What you should do: Once you have counted the lines below that contain "dark", give that number and nothing else.

---------- Records shown

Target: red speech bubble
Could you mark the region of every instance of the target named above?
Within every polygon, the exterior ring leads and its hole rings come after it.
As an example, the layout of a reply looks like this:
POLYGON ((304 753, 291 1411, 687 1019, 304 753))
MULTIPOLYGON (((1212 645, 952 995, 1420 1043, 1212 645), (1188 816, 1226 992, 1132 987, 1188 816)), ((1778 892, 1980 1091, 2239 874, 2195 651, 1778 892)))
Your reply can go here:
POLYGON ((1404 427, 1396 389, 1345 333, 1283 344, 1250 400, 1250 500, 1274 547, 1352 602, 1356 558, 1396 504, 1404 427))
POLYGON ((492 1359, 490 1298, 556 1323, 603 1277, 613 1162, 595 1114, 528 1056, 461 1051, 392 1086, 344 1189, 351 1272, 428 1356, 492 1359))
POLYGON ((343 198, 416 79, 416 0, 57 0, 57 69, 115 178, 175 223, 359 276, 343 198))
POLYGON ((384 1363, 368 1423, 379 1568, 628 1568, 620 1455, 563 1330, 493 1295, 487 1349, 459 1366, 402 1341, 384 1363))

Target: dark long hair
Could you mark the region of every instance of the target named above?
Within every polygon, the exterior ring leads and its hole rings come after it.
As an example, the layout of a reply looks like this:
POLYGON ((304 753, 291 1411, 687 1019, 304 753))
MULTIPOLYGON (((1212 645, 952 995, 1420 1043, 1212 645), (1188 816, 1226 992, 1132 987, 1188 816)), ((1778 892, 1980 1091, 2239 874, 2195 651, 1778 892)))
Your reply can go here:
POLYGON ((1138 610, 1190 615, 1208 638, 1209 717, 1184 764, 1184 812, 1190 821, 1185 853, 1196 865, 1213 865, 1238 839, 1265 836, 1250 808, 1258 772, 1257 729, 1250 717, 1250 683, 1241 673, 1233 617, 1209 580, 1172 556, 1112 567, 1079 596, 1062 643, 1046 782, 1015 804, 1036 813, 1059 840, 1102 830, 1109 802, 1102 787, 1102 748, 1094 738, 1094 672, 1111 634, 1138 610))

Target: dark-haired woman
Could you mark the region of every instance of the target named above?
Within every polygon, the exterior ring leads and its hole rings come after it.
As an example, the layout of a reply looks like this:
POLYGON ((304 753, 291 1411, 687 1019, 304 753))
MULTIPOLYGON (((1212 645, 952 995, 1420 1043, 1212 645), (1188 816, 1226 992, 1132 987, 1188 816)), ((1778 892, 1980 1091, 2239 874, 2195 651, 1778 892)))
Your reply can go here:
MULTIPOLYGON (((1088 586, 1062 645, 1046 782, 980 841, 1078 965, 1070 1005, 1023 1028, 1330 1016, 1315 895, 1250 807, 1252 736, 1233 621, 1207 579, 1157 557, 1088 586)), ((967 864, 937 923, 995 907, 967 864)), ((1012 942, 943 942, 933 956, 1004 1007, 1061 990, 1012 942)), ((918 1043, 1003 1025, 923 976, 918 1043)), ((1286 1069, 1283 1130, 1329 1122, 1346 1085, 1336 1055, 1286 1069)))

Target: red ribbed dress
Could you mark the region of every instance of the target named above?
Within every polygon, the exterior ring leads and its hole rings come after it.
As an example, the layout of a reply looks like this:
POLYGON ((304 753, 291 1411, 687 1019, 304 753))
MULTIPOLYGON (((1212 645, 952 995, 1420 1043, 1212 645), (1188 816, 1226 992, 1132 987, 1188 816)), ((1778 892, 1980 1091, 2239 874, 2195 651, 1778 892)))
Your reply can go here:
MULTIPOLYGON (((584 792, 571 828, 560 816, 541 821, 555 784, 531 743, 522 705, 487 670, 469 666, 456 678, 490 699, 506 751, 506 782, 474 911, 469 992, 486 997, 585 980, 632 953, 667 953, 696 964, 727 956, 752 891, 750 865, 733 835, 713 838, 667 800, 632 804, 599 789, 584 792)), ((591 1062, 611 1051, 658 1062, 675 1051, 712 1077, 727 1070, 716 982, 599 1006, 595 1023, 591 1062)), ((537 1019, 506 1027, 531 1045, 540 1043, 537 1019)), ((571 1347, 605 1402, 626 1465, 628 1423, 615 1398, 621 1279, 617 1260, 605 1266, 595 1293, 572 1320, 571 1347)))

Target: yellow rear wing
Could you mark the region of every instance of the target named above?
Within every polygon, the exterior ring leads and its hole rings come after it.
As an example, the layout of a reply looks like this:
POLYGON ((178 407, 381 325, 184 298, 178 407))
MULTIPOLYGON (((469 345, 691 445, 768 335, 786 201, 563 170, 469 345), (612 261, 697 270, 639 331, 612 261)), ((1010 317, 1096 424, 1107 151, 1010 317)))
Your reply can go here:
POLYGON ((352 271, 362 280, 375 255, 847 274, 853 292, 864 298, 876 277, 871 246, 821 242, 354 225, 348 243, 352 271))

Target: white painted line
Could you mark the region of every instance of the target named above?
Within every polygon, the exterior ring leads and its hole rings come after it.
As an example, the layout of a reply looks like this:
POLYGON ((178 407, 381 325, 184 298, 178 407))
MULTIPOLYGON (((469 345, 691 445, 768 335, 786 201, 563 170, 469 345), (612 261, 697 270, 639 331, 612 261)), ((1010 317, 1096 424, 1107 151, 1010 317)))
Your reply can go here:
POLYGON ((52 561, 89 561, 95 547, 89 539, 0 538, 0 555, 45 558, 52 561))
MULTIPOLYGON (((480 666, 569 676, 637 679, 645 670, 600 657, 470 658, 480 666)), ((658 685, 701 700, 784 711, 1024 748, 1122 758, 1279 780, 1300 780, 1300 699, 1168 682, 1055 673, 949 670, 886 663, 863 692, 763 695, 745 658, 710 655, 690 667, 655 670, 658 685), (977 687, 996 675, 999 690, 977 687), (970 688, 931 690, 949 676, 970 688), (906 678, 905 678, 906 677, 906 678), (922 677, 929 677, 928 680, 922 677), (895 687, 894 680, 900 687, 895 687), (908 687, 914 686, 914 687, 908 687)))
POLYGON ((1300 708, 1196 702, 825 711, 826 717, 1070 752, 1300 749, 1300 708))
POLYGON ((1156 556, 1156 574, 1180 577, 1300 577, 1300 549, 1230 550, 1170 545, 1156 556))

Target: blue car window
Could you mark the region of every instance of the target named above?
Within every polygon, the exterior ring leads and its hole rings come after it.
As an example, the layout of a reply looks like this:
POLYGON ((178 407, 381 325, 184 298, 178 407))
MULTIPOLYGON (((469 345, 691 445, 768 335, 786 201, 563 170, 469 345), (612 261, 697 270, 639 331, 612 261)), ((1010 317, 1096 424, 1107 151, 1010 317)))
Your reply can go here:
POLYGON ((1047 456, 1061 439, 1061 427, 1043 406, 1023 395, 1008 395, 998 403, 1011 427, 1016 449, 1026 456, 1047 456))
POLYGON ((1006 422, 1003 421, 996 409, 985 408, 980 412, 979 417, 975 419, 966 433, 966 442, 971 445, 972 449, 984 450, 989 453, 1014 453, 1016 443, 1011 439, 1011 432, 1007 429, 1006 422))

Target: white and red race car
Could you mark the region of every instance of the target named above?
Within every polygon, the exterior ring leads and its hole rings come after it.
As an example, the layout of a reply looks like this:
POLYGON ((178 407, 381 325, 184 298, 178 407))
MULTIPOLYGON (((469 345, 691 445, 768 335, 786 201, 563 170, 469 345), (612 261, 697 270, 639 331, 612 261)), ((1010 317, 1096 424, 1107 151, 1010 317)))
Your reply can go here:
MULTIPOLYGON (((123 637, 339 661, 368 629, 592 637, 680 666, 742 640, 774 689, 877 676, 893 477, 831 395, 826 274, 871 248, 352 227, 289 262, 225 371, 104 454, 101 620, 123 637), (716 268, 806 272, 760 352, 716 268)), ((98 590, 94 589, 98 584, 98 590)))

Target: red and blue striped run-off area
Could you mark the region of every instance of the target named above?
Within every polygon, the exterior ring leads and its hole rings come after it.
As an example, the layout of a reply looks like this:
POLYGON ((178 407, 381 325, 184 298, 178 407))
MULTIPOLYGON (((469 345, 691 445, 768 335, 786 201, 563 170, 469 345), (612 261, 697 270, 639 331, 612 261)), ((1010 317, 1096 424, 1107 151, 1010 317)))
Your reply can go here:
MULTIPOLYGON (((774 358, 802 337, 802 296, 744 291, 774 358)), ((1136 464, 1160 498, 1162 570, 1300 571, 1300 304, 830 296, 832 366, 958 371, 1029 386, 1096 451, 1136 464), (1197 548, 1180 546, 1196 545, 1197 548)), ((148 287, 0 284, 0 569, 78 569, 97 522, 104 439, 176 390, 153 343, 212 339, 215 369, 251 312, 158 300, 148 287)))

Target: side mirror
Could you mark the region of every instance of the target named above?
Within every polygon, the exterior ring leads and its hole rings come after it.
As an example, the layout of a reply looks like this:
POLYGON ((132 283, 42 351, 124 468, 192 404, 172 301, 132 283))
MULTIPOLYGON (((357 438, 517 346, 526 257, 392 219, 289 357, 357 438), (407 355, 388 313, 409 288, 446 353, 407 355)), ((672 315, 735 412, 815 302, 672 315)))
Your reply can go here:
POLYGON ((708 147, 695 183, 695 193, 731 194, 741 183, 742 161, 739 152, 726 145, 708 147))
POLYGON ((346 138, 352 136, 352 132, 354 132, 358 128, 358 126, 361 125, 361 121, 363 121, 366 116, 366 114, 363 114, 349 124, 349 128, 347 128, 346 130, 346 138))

--------------------

Solution to the problem: 2